--- Start DATA IN THIS EXERCISE ---

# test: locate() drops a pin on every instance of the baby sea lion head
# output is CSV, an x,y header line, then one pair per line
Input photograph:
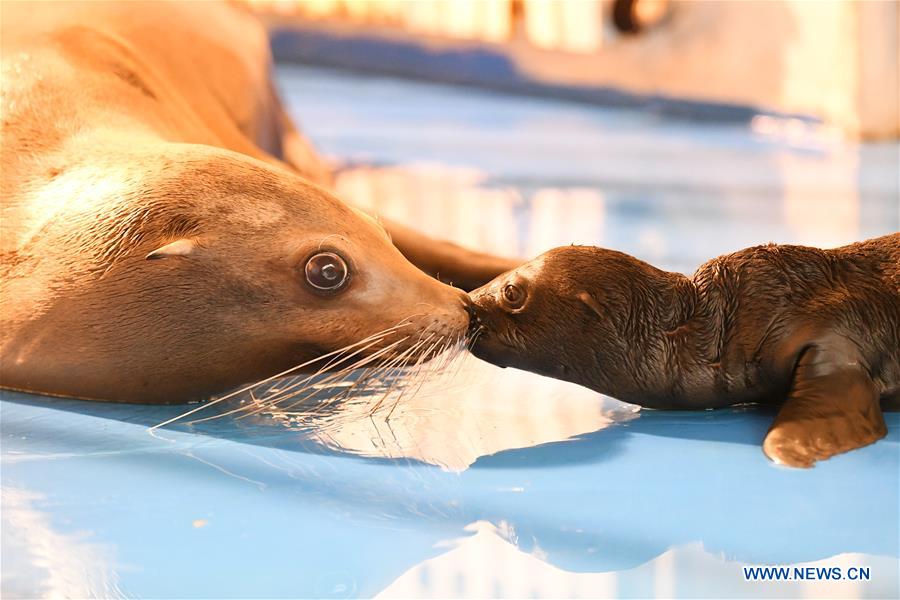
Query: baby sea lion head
x,y
565,314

--- End DATA IN THIS EXERCISE ---

Render every line of the material above as a numbered list, skipping blank lines and leaving out the pictures.

1. # test: locate() drops a pin on every instance of the baby sea lion head
2. # output is CSV, an x,y header line, then one pair per line
3. Input photograph:
4. Query: baby sea lion head
5. x,y
6. 565,314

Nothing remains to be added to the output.